Text block ->
'''
Following is the text of a Press Release issued by Embassy of India, Addis Ababa on June 21, 2006:
Several countries of Africa have shown interest to bring benefits of healthcare and higher education to their people by making use of the Indian offer of tele-medicine and tele-education through the Pan African e-Network programme. In the past one week, three
countries have signed agreements with the Telecommunications Consultants India Limited (TCIL), a government of India enterprise, to participate in the programme. The Ambassador of Cote d'Ivoire signed the agreement in New Delhi on 15th June, while for Gambia
it was signed by Her Excellency Ms. Neneh Macdouall-Gaye, Secretary of State for Communications, Information and Technology on 16th June in Addis Ababa. The Ambassador of Djibouti in Addis Ababa signed on behalf of his country on 21st June 2006 in the presence
of Ambassador H.E. Mr. Gurjit Singh. With this, eleven countries in Africa have signed the agreements with the TCIL: Burkina Faso, Burundi, Cote d'Ivoire, Djibouti, Ethiopia, Gambia, Ghana, Mauritius, Tanzania, Senegal and Seychelles. Many other countries
of Africa have expressed interest to participate in the programme.
The hub for the Network is to be located in Africa, for which Senegal, Mauritius and Ghana had submitted their proposals for hosting it to the African Union Commission. On the basis of recommendations made after detailed evaluation including visit by experts
to the three countries, the Chairperson of the AU Commission has decided that it would be located in Senegal. Bids have also been received by the AU Commission to host the five Regional Leading Universities and five Regional Super Speciality Hospitals (SSHs)
of the Network in Africa.
A high level Indian delegation had made a detailed presentation of the proposal in May 2005 to the Chairperson of the AU Commission and representatives of various Pan-African organizations in Addis Ababa. The Commission found the Indian proposal in line with
the means and objectives of the African Union, with tremendous potential for achieving the Millennium Development Goals (MDGs) through use of innovative Information Communication Technology.
The Pan African e-Network Project is an initiative of H.E. Mr. A.P.J. Abdul Kalam, the President of India, to use the Indian expertise in information technology to bring benefits of healthcare and higher education to all countries of Africa, including in remote
areas. He made this proposal and offer at the inaugural session of the Pan-African Parliament in Johannesburg on 16th September 2004. The Network will be connected by a satellite/fibre optical network to provide tele-medicine, tele-education and VVIP connectivity
to these countries. The current total project cost is about US$ 105 million, which will be a total grant from the Government of India. The Ministry of External Affairs, New Delhi is responsible for the project, while the TCIL is the implementing agency. Each
country of Africa is required to sign a Country Agreement with the TCIL to participate in this project.
'''
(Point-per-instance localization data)
'''
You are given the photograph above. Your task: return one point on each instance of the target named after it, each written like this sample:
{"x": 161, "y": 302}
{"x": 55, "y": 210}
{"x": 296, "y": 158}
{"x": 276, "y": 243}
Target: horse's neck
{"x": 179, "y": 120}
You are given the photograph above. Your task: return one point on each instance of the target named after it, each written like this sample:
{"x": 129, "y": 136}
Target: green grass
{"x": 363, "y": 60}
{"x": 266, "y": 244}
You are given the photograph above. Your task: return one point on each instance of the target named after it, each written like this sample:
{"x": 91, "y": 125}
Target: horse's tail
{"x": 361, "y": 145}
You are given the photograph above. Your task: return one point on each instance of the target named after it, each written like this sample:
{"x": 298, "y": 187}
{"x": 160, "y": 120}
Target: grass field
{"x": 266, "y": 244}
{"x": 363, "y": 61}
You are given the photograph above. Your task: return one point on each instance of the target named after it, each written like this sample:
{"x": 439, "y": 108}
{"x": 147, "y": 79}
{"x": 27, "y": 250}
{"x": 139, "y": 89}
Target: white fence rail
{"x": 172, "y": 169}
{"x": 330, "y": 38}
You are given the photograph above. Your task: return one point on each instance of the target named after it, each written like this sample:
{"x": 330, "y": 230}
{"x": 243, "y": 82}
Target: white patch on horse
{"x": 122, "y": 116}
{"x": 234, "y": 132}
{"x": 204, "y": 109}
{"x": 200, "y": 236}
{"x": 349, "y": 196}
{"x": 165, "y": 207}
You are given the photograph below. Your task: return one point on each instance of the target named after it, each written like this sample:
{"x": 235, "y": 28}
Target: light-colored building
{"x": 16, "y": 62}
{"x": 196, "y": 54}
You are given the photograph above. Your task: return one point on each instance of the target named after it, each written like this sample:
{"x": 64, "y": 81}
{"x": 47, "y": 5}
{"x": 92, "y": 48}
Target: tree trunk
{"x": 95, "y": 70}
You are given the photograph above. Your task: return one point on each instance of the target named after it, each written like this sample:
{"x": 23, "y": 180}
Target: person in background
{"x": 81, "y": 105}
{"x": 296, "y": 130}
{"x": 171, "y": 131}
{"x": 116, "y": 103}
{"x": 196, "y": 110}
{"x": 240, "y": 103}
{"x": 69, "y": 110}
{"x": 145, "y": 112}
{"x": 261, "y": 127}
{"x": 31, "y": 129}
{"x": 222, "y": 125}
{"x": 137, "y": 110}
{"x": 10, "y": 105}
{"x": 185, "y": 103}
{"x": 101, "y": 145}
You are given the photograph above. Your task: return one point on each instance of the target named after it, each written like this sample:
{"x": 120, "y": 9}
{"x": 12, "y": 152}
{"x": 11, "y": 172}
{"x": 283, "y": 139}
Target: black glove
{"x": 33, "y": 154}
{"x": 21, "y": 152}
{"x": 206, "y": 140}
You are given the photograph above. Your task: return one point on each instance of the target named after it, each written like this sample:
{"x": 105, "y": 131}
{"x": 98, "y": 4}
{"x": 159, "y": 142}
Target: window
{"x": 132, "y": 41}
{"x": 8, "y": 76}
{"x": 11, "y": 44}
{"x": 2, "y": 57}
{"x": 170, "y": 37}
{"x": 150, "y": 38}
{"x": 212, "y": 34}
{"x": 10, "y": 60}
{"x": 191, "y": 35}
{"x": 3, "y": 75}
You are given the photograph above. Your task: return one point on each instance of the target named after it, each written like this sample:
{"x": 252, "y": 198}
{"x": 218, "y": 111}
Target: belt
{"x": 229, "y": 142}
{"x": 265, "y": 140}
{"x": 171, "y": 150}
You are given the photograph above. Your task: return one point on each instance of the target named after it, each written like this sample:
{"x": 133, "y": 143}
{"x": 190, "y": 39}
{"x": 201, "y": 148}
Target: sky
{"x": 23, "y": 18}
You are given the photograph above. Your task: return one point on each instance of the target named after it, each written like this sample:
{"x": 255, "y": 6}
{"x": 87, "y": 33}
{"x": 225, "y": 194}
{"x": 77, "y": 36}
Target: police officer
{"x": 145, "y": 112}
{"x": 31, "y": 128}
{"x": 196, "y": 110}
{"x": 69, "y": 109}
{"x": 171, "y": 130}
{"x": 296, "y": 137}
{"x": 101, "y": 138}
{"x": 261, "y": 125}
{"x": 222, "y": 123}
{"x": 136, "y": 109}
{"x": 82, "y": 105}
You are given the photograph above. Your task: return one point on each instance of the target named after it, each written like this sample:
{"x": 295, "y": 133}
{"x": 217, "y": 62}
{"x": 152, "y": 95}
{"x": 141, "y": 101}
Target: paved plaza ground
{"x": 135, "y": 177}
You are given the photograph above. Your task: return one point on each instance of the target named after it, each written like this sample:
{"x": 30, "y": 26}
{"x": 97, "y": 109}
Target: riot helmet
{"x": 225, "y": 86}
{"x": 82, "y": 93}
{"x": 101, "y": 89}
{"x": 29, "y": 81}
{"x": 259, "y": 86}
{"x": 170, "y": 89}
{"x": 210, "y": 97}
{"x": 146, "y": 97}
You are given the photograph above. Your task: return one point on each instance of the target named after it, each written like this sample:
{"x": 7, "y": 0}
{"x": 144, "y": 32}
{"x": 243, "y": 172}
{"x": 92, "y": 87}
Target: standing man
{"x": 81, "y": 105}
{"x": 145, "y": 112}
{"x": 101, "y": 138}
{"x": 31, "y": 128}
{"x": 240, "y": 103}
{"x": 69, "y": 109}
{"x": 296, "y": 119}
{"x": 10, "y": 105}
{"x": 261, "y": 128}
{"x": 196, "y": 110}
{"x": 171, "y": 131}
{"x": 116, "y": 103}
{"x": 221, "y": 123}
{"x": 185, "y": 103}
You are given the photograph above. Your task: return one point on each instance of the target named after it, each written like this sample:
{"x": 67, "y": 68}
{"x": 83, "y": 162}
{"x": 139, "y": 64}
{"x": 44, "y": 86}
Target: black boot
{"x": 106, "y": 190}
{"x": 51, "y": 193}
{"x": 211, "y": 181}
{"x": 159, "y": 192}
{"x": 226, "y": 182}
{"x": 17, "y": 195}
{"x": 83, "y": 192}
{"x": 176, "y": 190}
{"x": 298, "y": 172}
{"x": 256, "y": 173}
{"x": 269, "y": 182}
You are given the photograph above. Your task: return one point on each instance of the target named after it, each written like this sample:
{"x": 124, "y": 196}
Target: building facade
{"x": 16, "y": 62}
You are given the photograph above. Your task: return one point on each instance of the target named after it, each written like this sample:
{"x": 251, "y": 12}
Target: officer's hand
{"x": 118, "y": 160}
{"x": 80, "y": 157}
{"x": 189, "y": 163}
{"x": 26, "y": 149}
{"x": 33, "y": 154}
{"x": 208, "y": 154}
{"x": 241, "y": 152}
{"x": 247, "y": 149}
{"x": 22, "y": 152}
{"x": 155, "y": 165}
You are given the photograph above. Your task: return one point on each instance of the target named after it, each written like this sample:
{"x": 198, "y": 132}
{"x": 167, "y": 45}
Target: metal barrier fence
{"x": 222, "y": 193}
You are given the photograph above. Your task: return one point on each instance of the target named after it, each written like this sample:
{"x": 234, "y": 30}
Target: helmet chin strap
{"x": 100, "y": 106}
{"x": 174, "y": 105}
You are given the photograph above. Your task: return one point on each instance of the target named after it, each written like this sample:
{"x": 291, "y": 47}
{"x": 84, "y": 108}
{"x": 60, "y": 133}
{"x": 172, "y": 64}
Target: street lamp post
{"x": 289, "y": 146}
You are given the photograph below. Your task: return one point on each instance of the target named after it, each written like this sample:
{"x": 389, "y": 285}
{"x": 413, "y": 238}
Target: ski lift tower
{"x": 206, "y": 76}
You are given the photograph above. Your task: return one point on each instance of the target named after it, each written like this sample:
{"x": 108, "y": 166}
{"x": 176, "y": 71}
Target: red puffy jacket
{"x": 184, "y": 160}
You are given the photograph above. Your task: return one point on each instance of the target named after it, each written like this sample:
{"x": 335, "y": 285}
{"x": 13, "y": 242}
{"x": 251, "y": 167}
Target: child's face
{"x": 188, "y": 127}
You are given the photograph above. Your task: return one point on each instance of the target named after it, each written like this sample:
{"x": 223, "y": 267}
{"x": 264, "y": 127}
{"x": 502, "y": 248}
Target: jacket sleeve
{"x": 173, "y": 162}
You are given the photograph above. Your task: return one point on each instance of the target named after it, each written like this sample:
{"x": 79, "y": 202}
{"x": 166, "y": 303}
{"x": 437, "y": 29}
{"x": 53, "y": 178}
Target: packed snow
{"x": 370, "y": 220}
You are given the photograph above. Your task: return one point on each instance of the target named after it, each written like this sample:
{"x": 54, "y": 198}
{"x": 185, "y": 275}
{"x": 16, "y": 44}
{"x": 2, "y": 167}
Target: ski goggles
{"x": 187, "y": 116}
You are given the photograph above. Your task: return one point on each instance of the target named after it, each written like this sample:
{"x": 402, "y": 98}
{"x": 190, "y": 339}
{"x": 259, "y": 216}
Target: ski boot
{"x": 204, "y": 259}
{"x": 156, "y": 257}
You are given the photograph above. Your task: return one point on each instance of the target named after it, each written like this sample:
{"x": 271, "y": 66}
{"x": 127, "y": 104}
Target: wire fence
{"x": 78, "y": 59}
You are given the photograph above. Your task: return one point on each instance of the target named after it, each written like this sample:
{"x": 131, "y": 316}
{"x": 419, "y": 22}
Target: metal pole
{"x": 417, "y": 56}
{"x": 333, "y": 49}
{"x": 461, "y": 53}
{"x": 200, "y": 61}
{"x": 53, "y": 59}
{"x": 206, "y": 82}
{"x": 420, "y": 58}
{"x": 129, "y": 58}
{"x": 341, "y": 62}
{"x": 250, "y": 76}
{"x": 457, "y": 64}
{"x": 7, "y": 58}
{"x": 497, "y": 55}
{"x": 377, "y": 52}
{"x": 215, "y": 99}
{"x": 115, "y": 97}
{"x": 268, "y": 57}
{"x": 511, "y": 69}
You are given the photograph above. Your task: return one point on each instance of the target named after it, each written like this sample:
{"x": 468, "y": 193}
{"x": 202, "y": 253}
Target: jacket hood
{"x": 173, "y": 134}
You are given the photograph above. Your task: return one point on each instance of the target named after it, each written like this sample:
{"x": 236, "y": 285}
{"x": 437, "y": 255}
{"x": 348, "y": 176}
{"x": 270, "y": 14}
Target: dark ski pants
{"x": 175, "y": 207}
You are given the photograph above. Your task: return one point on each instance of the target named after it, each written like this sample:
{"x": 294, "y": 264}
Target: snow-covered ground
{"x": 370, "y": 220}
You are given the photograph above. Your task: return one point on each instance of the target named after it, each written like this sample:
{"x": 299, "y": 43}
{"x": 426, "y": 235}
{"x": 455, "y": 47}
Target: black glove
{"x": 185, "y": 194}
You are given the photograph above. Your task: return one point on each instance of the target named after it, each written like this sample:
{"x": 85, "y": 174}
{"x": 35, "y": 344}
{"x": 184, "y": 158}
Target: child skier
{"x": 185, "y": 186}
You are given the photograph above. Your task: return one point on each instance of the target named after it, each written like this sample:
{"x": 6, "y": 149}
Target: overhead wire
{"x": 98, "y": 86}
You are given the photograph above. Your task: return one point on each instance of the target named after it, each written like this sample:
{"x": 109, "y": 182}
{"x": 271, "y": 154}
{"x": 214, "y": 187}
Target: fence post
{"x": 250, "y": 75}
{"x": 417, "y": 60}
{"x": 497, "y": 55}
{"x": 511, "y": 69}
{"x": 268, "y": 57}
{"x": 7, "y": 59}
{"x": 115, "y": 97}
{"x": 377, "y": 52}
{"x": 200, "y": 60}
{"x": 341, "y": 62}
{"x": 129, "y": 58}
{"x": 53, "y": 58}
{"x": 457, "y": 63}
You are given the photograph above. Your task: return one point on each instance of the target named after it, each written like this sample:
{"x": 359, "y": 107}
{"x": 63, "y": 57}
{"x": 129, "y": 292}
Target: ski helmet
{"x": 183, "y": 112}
'''
Work instruction A ->
In the press release on the Pan African e-Network, which countries submitted proposals to the African Union Commission to host the Network's hub?
Work instruction B ->
Write what comes next in the press release on the Pan African e-Network, starting after its final sentence.
These records were drawn from a separate source.

Task output A ->
Senegal, Mauritius and Ghana

Task output B ->
The Network will consist of 5 regional universities, 53 learning centers, 5 regional Super Speciality Hospitals and 53 remote hospitals in all countries of Africa. There will be 6 universities and 5 Super Speciality Hospitals from India linked into the Network.
The six Indian educational institutions include the Indian Institutes of Science, Indira Gandhi National Open University (IGNOU), Universities of Madras, Mumbai and Calcutta, and the Indian Institutes of Technology (IITs). The Indian government has already
provided a list of courses offered by these six institutions to the AU Commission, which range from Diploma level to the Post-Graduate studies in different disciplines and can be chosen by each country in accordance with its priorities and national education
strategy. The tele-medicine connectivity will enable the SSHs to provide expert services to the 53 remote hospitals that are equipped with the required medical equipments like ECG, ultrasound, pathology and X-ray at each location. India will also provide tele-medicine
facility at the AU Medical Centre in Addis Ababa.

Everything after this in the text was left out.